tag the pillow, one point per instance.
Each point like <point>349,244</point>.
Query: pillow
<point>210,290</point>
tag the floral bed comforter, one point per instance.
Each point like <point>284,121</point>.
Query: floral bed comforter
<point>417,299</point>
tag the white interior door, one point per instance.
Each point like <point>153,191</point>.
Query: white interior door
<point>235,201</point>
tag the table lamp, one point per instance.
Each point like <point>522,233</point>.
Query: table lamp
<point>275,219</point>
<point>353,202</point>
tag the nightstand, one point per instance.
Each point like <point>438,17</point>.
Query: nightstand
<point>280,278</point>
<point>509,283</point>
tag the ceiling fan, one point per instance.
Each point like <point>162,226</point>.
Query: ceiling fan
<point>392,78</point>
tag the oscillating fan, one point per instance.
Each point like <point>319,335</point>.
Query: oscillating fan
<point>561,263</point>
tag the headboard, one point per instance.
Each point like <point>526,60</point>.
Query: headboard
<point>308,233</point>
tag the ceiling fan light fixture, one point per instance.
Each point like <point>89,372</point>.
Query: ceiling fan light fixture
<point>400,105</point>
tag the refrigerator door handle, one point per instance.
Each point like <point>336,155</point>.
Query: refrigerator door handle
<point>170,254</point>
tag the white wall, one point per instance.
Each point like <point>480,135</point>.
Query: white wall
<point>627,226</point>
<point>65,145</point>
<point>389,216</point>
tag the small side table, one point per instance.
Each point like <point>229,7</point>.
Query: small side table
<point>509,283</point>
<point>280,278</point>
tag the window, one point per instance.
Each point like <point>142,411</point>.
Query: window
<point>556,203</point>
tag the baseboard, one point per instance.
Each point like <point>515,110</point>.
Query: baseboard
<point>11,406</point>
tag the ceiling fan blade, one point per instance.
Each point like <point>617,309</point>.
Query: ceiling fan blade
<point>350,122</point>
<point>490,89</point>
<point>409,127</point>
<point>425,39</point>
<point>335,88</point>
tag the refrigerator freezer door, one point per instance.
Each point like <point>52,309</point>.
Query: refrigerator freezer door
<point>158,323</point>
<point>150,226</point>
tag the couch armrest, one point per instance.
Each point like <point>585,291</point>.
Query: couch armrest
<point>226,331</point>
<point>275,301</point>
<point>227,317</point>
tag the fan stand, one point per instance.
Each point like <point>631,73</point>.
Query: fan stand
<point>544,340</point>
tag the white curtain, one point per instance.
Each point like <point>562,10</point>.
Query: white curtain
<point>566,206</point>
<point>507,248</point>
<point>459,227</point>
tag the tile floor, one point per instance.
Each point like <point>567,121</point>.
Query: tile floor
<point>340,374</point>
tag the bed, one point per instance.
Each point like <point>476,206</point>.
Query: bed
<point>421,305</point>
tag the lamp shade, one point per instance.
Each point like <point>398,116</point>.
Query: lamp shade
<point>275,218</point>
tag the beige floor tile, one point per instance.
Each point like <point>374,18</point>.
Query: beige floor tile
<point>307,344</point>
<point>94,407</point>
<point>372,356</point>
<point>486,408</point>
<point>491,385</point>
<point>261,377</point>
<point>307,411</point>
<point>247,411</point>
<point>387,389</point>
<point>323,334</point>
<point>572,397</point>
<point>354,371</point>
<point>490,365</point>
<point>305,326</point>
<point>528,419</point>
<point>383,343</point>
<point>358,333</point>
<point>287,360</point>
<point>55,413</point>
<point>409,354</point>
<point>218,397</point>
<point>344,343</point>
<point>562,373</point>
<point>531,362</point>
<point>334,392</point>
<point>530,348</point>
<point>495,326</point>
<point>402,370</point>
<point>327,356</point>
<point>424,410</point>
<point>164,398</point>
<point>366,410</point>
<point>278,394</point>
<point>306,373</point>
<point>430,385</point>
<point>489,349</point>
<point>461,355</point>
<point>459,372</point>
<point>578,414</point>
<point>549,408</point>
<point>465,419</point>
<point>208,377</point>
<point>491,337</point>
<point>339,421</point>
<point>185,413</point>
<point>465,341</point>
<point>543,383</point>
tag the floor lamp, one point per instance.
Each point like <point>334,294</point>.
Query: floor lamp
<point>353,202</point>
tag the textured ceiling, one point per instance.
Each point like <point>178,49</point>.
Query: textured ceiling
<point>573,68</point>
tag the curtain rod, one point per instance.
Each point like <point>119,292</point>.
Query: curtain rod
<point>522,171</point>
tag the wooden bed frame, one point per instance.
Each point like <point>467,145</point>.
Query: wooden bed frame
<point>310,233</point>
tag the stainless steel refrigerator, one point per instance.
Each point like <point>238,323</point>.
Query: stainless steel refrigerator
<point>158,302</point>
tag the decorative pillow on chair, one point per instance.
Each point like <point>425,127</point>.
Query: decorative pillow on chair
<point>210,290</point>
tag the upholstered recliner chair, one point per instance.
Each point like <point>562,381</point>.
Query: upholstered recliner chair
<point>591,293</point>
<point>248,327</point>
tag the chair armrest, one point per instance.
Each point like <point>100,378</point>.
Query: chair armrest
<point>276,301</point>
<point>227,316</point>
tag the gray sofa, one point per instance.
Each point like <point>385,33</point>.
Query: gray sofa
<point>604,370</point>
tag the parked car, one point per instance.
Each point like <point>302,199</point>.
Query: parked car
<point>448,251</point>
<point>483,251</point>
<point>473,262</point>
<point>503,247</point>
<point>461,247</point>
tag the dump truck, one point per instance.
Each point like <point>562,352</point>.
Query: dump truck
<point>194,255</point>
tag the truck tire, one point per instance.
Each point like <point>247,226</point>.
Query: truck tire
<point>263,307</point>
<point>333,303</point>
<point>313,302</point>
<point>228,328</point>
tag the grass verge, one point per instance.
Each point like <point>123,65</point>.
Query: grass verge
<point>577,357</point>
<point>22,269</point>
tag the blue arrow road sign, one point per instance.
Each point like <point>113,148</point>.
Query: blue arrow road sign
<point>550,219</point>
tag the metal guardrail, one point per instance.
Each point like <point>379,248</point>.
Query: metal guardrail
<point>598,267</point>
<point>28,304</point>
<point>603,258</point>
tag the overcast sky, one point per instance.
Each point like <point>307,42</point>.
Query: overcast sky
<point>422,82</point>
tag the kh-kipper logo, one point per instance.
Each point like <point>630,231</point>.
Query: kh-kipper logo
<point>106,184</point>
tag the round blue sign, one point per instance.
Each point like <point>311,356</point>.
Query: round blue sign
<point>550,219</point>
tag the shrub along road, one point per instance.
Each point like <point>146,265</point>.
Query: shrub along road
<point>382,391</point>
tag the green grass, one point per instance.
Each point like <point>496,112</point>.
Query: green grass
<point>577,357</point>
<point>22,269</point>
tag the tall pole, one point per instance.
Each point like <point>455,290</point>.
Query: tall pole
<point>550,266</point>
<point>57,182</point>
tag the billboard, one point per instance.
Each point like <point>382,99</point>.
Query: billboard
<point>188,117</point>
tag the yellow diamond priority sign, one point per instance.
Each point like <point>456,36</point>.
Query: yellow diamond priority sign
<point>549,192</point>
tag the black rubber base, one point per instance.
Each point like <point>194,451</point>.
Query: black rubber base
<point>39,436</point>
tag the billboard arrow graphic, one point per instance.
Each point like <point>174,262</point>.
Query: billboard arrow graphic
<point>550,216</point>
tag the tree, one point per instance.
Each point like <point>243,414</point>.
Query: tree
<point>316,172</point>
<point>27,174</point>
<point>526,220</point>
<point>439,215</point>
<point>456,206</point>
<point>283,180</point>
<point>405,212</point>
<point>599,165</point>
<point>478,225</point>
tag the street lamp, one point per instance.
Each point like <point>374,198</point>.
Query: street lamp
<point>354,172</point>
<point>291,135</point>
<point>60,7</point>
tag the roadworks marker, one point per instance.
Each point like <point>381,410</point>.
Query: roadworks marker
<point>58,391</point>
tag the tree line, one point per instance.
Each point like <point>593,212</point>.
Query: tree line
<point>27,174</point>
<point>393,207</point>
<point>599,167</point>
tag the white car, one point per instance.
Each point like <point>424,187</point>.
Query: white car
+ + + + + + +
Could you give again, word for word, the line with "tag the street lamp, one point per instance." and all lines after it through the end of the data? Leave out everything else.

tag the street lamp, one point per instance.
Each point like <point>374,198</point>.
Query: street lamp
<point>354,172</point>
<point>291,135</point>
<point>60,7</point>
tag the roadworks marker, one point per instance.
Each point like <point>381,410</point>.
Query: roadworks marker
<point>58,391</point>
tag the tree line, one point per instance.
Each point like <point>593,212</point>.
Query: tree line
<point>27,174</point>
<point>393,207</point>
<point>599,167</point>
tag the white car, one point per instance.
Each point like <point>424,187</point>.
Query: white car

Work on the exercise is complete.